• What you have to do: Duplicate every line of the material below with no changes at all.

--- start of Data extract ---

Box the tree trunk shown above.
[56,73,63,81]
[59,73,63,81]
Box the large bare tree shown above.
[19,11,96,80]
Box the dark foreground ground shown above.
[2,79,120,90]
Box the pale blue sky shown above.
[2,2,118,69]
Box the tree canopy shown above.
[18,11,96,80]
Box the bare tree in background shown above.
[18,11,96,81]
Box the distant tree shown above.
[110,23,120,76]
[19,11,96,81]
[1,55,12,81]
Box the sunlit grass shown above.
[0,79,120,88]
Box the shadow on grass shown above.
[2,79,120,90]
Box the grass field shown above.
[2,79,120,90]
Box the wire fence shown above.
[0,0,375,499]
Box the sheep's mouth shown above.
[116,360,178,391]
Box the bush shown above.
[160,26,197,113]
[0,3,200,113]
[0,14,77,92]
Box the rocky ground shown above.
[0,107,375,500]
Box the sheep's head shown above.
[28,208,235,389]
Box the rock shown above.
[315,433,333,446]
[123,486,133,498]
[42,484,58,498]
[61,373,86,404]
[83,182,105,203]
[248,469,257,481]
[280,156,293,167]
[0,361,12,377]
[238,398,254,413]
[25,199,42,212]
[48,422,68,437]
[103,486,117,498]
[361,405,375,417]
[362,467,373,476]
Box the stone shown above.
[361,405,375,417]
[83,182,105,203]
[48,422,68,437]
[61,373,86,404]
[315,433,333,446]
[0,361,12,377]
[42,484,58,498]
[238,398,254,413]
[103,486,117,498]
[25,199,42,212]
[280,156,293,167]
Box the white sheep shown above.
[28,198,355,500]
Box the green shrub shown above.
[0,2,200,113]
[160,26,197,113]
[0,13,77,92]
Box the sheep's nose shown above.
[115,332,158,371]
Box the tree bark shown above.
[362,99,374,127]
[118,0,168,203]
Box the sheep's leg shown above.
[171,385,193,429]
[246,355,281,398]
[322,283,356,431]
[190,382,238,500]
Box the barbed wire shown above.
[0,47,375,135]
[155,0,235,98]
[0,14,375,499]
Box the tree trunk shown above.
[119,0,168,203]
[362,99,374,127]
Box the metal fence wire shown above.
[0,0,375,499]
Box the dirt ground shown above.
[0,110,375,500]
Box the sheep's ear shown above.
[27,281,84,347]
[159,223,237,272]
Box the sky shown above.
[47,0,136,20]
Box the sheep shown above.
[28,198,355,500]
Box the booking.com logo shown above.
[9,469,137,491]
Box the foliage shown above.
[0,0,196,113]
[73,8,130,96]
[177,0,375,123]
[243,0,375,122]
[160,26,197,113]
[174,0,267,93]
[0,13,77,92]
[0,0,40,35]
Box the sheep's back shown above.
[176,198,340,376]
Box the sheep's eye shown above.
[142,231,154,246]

--- end of Data extract ---

• Reply:
Box the tree trunk shown above.
[56,73,63,81]
[59,73,63,81]
Box the large bare tree shown above.
[19,11,96,80]
Box the dark foreground ground shown above.
[2,79,120,90]
Box the pale blue sky shown above.
[2,2,118,69]
Box the tree canopy shown above.
[18,11,96,80]
Box the bare tree in background shown above.
[18,11,96,81]
Box the distant tree shown above.
[110,23,120,76]
[19,11,96,81]
[1,55,12,81]
Box the sunlit grass shown above.
[0,79,120,88]
Box the shadow on grass shown above.
[2,79,120,90]
Box the grass field shown above.
[2,79,120,90]
Box the wire fence shown above.
[0,0,375,499]
Box the sheep's mouth shown above.
[116,360,178,391]
Box the bush shown above.
[160,26,197,113]
[0,3,200,113]
[0,14,77,92]
Box the rocky ground shown above.
[0,107,375,500]
Box the sheep's head shown above.
[28,208,235,389]
Box the rock shown above.
[315,433,333,446]
[123,486,133,498]
[42,484,58,498]
[61,373,86,404]
[83,182,105,203]
[248,469,257,481]
[280,156,293,167]
[0,361,12,377]
[238,398,254,413]
[25,199,42,212]
[48,422,68,437]
[103,486,117,498]
[361,405,375,417]
[362,467,373,476]
Box the stone shown above.
[361,405,375,417]
[83,182,105,203]
[48,422,68,437]
[61,373,86,404]
[315,433,333,446]
[0,361,12,377]
[42,484,58,498]
[238,398,254,413]
[103,486,117,498]
[25,199,42,212]
[280,156,293,167]
Box the white sheep shown above.
[28,198,355,500]
Box the green shrub shown above.
[0,2,200,113]
[160,26,197,113]
[0,13,77,92]
Box the sheep's nose shown above.
[115,332,158,371]
Box the tree bark shown above.
[362,99,374,127]
[118,0,168,203]
Box the sheep's leg shown above.
[171,385,193,429]
[246,355,281,398]
[322,283,356,431]
[190,382,238,500]
Box the barbed wire shown above.
[0,47,375,135]
[155,0,235,98]
[0,14,375,499]
Box the tree trunk shown above.
[119,0,168,203]
[362,99,374,127]
Box the metal fence wire shown above.
[0,0,375,499]
Box the dirt ground shown above.
[0,110,375,500]
Box the sheep's ear shown above.
[27,281,84,347]
[159,223,237,272]
Box the sky shown above.
[47,0,136,20]
Box the sheep shown above.
[28,198,355,500]
Box the booking.com logo shown above.
[9,469,137,491]
Box the foliage shown above.
[0,0,196,113]
[73,8,130,96]
[177,0,375,123]
[243,0,375,122]
[160,26,197,113]
[174,0,267,93]
[0,13,77,92]
[0,0,40,35]
Box the sheep's back shown above.
[176,198,340,376]
Box the sheep's eye shown above.
[142,231,154,246]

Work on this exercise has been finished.